Set of tasks >>
A: Please list the areas that the directors' report says the company's research and development focused on.
B: Print the directors' report from "Part I - Performance" to "share) for the year ended March 31, 2012.", copying it exactly.

Document passage >>
Company Profile
Directors Report
Ashok Leyland Ltd.
 
BSE Code 500477
ISIN Demat INE208A01029
Book Value 11.87
NSE Code ASHOKLEY
Dividend Yield % 2.58
Market Cap 61860.73
P/E 14.26
EPS(Last 4 Qtrs.) 1.63
Face Value 1  
Year End: March 2012
 

DIRECTOR'S REPORT

Part I - Performance / Operations

The Directors have pleasure in presenting the Annual Report of the Company, together with the audited Financial Statements, for the year ended March 31, 2012.

Dividend

The Directors recommened a dividend of 100% (Re.1/- per equity share) for the year ended March 31, 2012.

Company Performance

The year under review witnessed a lot of challenges with growing competition and changes in customers preference. Despite the challenges posed, the Company achieved a sale volume of 101,990 vehicles - highest recorded in any year so far. This was aided by the launch of 'Dost', the first variant in the Light Commercial Vehicles (LCV) category, during the year. Overall, the performance in Exports, Power, Solutions Business and Spares have also been encouraging.

Highlights of performance are discussed in detail in the Management Discussion and Analysis Report attached as Annexure-D to this Report.

Research and development, technology absorption, energy conservation etc.

Your Company continued to focus on Research and Development activities with specific reference to green initiatives, fuel efficiency, enhancement of comforts and development of new generation engines.

Expenditure incurred by way of capital and revenue on these activities are shown separately.

The particulars prescribed by the Companies (Disclosure of Particulars in the Report of Board of Directors) Rules,1988 relating to Conservation of Energy, Technology Absorption and Foreign Exchange are furnished vide Annexure - A to this Report.

Long Term Borrowings:

Secured Non-Convertible Debentures

During the year, your Company issued Secured Non-convertible Debentures Series AL 16 to the tune of Rs.15,000 lakhs repayable at the end of 3rd, 4th and 5th year from the date of issue and fully redeemed Secured Non-Convertible Debentures Series AL 12 of Rs. 15,000 lakhs.

External Commercial Borrowings (ECBs)

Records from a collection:
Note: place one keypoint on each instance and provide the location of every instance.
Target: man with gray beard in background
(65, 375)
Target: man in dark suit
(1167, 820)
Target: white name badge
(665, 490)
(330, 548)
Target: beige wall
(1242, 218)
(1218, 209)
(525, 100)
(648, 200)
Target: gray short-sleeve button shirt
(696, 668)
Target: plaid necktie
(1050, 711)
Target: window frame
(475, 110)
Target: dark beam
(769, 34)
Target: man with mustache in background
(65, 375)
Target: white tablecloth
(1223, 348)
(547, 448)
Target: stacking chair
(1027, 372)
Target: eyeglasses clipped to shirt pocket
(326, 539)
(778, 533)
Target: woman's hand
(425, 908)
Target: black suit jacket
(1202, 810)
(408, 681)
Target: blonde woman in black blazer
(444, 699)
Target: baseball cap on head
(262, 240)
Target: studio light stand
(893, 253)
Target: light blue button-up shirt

Solved problems >>
A:
- green initiatives
- fuel efficiency
- enhancement of comforts
- development of new generation engines

B:
Part I - Performance / Operations

The Directors have pleasure in presenting the Annual Report of the Company, together with the audited Financial Statements, for the year ended March 31, 2012.

Dividend

The Directors recommened a dividend of 100% (Re.1/- per equity share) for the year ended March 31, 2012.